● GIVEN PROBLEM
Give the rows below as a JSON list of strings, with one string for each line, no blank lines, and the pictures left out.
-- begin --
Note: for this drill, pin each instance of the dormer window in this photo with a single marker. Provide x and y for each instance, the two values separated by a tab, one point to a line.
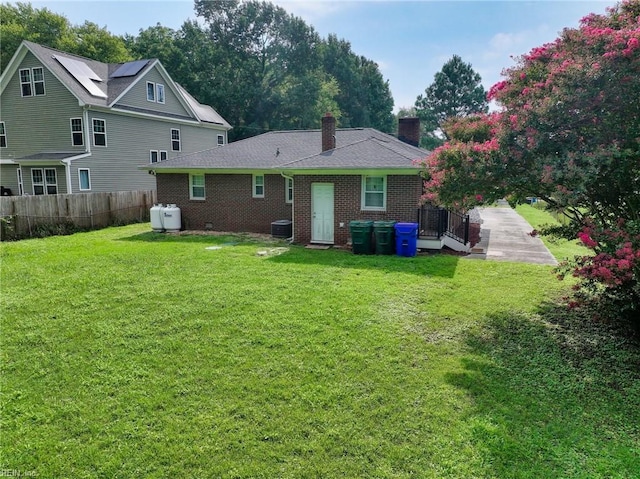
159	93
151	91
155	92
32	81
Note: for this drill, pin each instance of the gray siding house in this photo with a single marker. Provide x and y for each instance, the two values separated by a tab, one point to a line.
69	124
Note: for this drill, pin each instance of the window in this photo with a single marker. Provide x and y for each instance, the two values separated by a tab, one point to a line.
99	132
25	82
374	193
196	187
288	190
51	181
77	135
175	139
45	181
38	81
151	91
258	186
20	185
160	93
32	81
84	178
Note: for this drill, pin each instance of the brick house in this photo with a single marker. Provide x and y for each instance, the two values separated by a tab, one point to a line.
321	180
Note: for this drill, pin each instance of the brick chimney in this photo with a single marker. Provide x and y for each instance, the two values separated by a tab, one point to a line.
328	132
409	130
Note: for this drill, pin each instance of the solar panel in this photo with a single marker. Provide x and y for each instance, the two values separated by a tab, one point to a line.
129	69
83	74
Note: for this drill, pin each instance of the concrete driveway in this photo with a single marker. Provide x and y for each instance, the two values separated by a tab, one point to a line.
506	236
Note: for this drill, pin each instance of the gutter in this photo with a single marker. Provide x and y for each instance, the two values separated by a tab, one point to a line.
290	240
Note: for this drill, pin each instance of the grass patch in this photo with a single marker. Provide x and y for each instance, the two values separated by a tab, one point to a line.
560	248
127	353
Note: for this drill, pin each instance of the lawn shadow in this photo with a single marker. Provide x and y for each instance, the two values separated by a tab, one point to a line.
208	237
551	397
437	265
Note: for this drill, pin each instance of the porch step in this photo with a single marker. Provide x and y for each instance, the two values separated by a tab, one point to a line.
-- end --
● WRITTEN SOLUTION
[
  "Note: for this drill, pin each instance of the dormer window in this photo with a single marker. Provide x and y for each instance, the two values separated by a tab, one point to a line.",
  "159\t93",
  "151\t91",
  "155\t92",
  "32\t81",
  "Note: for this drill, pin each instance of the gray siding house in this photo with a single marker. Provide x and y for each instance, the two values separated by a tab, one point to a line.",
  "69\t124",
  "Note: for this drill, pin each instance of the window in this photo with a single marker. Provide x and y for each instance, the two values separated by a tab, one point to a line.",
  "99\t132",
  "25\t82",
  "374\t193",
  "196\t187",
  "288\t190",
  "51\t181",
  "77\t135",
  "175\t139",
  "45\t181",
  "38\t81",
  "151\t91",
  "258\t186",
  "20\t185",
  "160\t93",
  "32\t81",
  "84\t178",
  "Note: for this drill, pin each instance of the brick house in this photo with a single marker. Provide x and y for each instance, the two values separated by a tab, one point to a line.",
  "321\t180",
  "Note: for this drill, pin each instance of the brick chimney in this photo with a single marker. Provide x and y for each instance, the two values separated by a tab, one point to a line.",
  "328\t132",
  "409\t130",
  "Note: for this drill, pin each instance of the solar panel in this photo with a single marker. Provide x and y for each instance, the two values separated by a tab, one point to a line.",
  "129\t69",
  "83\t74",
  "Note: for this drill, pin each instance of the concrete driveway in this photo with a single marker. Provide x and y for each instance, the two values separated by a tab, one point to a line.",
  "506\t236",
  "Note: for this drill, pin each instance of the gutter in this photo with a single marker. Provide x and y for each instance, the two values separated by a tab, one point to a line.",
  "290\t240",
  "Note: for this drill, pin each instance of the grass patch in this photo with a single marker. Provide x and y for each instance, the two values separated by a tab, one point to a line.",
  "560\t248",
  "127\t353",
  "Note: for this drill, pin each instance of the lawn shadow in this photo with a single marker. Provide x and y for each instance, the two values separated by a tab, one point to a line.",
  "208\t237",
  "551\t397",
  "437\t265",
  "Note: for this drill, pin each instance of the porch step in this photo with a single marker. Provide x and y for each instance, the two values separated by a tab, one point to a line."
]